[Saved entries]
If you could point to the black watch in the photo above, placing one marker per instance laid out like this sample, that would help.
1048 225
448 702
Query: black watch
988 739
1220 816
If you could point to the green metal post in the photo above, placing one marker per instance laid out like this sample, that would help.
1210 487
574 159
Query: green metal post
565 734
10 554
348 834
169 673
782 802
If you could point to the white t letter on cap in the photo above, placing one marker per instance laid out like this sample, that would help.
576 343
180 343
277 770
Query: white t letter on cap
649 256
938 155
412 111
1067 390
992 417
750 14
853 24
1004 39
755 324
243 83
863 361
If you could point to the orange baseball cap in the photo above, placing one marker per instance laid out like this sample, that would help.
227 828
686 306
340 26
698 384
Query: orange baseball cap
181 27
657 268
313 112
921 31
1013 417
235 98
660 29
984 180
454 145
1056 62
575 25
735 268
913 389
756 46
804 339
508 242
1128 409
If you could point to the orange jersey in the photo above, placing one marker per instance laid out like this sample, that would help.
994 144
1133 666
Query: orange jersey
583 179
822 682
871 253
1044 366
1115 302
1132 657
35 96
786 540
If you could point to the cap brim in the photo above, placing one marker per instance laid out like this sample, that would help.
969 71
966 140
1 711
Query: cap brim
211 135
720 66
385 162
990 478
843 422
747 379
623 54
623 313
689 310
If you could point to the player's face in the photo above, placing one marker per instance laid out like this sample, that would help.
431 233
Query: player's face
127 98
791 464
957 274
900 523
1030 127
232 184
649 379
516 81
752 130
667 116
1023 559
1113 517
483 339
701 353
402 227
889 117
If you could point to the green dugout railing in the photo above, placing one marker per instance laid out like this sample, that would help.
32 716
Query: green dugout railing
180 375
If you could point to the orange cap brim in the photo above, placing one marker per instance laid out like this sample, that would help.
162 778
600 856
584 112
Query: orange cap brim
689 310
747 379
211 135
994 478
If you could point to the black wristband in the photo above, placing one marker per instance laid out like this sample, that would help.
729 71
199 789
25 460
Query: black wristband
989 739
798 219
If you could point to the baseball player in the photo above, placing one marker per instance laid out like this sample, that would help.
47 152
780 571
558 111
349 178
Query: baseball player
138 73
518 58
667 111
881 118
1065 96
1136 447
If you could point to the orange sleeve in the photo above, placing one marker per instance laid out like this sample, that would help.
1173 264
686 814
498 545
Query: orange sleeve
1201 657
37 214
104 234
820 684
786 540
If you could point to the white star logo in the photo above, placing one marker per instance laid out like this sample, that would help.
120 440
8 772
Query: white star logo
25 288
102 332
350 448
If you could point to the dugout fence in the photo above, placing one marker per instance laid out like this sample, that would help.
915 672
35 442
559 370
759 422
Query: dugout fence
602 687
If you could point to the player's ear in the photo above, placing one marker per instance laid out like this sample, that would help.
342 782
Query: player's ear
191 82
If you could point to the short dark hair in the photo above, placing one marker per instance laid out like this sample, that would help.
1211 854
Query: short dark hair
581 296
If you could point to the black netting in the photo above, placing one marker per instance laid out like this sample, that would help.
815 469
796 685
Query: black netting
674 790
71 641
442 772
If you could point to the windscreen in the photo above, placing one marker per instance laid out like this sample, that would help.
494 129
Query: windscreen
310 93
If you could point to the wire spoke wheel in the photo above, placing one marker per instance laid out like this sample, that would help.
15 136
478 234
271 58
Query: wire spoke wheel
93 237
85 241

Problem details: The data above should be reproduced in full and exactly.

Problem solution:
If you could point to the black watch in the photo above, placing one marker per instance laid out like this sample, that would help.
1048 225
448 702
Query: black watch
988 739
1220 816
If you could point to the green metal post in the photo above, placing one marker per instance laid out like this sample, that would help.
1210 487
574 159
Query: green metal post
565 734
10 554
348 834
169 673
782 802
If you could point to the white t letter on cap in the photo above, placing one marker per instance laid out like this sample, that would help.
576 343
180 343
277 770
Query: white t letter on cap
649 256
938 155
412 111
1067 390
992 417
750 14
853 24
1004 39
755 324
243 83
863 361
If you could point to the orange baseball cap in the photo above, placing one marker per instance laid out like this sample, that would help.
227 828
686 306
340 26
698 384
Query: orange baseball cap
181 27
657 268
313 112
921 31
1013 417
235 98
660 29
984 180
454 145
1056 62
575 25
735 268
913 389
756 46
804 339
508 242
1128 409
If you could point to the orange jersey in the photo above, placing one marker per instance laid out like this sample, that would help.
994 144
1133 666
Query: orange jersey
583 179
822 682
871 253
1044 366
1115 302
1132 657
35 96
786 540
If you could point to the cap brim in the photo above, placing one marker per instance laid out like this sample, that would help.
969 71
966 140
1 711
Query: cap brim
211 135
720 66
385 162
990 478
843 422
747 379
623 54
623 313
689 310
If you could point to the player's face in the photo above, placing one marker per instance laid out like this sample, that would help.
431 233
Query: player's face
127 98
791 464
957 274
900 523
1030 127
232 184
649 379
516 81
752 130
667 116
1023 559
1113 517
483 339
701 353
402 227
889 117
If you could point to the green dugout railing in the photo above, placing one marker per instance laid out like this sample, that would help.
32 716
Query: green dugout railing
180 375
If you could point to the orange cap brim in the photo above, placing one marker per instance laid out like this sample, that would help.
162 778
600 856
584 112
Query: orange cap brim
689 310
747 379
211 135
994 478
If you could point to the black wristband in the photo above, placing one marker per instance laid out like this sample, that would help.
729 71
199 789
25 460
Query: black wristband
989 739
798 219
If you could point to the baseball player in the photo above, placing one marker per instance laid out like this sample, that would help.
47 152
780 571
558 111
349 178
Query: baseball player
138 73
518 58
667 111
881 118
1065 96
1136 447
If you could point to the orange sleeve in the photo above, placing one marker per instance laid out like this sample, that would help.
1173 264
686 814
498 545
Query: orange sleeve
1201 657
37 214
104 234
820 684
786 540
If you could point to the white star logo in the photo above, placing one marker per instance laid out like this sample, that would help.
120 440
8 772
Query: white star logo
25 288
102 332
350 448
If you could point to the dugout fence in the photo above, placing one marker per instance laid out like this sample, that would help.
915 672
35 442
559 370
759 422
Query: dugout fence
602 687
If you could point to the player's ear in the photo above, placing one marker per instance laid out like this sample, that would help.
342 782
Query: player's ear
191 82
If you could point to the short dark hair in the photo above, placing one marker per instance laid out like this sample, that would help.
1211 854
Query: short dark hair
581 296
If you could point to the black netting in the photo above, placing one marker per instance laid out like this sample, that would help.
815 469
796 685
Query: black netting
674 790
71 641
442 772
If you could point to the windscreen in the photo above, placing one marker per instance laid out like this sample, that would help.
494 129
Query: windscreen
310 93
If you could point to the wire spoke wheel in the photo above, placing one marker per instance laid out like this sample, that would help.
15 136
478 234
271 58
Query: wire spoke wheel
93 237
85 241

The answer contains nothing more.